** RECORDS FOR THE EXERCISE **
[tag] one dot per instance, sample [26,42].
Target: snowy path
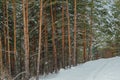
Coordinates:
[102,69]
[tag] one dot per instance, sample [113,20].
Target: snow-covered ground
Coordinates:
[102,69]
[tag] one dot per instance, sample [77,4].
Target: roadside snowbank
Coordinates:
[102,69]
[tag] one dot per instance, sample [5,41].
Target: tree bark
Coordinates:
[63,36]
[1,59]
[40,38]
[26,37]
[69,38]
[53,38]
[75,23]
[14,19]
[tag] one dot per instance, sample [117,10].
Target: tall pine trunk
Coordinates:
[69,37]
[40,39]
[53,38]
[8,37]
[84,39]
[26,37]
[75,22]
[91,36]
[14,19]
[63,36]
[1,59]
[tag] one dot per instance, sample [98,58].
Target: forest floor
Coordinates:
[101,69]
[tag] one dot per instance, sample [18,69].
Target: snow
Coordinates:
[102,69]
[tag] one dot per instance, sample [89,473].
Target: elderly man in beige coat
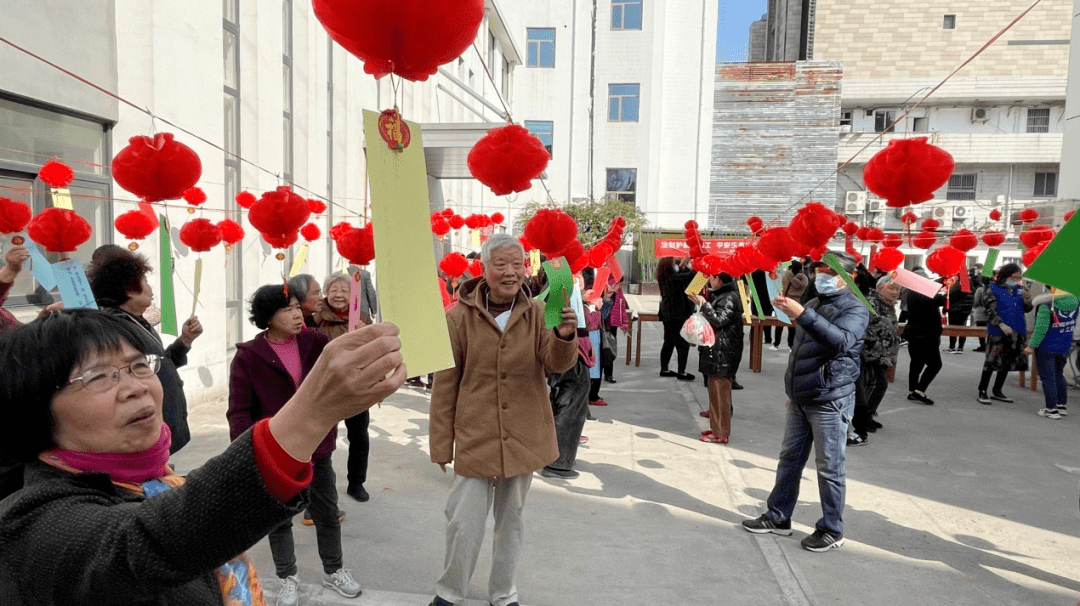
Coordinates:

** WHAT IS NEEDED **
Would you please give the material above again, unchanged but without pictures?

** ANSWER TO THE PROBLEM **
[tag] one dot per instance, sample [26,42].
Target: snowy path
Coordinates:
[102,69]
[tag] one dot per instance, sample [113,20].
Target: snow-covered ground
Coordinates:
[102,69]
[tag] one dot per instance, sample [77,4].
Target: roadside snowbank
Coordinates:
[102,69]
[tag] one dot per instance, sample [5,41].
Target: tree bark
Coordinates:
[63,36]
[1,59]
[40,38]
[26,37]
[69,38]
[53,38]
[75,23]
[14,19]
[tag] one dot per instance, sample [117,10].
Target: tall pine trunk
Coordinates:
[69,37]
[40,39]
[53,38]
[8,37]
[84,39]
[26,37]
[75,22]
[91,36]
[14,19]
[63,36]
[1,59]
[tag] one dot per instance, sample [98,58].
Target: forest floor
Coordinates:
[101,69]
[tag] one dot per instance, sample [18,69].
Target: snow
Coordinates:
[102,69]
[tag] one dot per instance, sample [89,473].
Target: elderly man in beige coat
Coordinates:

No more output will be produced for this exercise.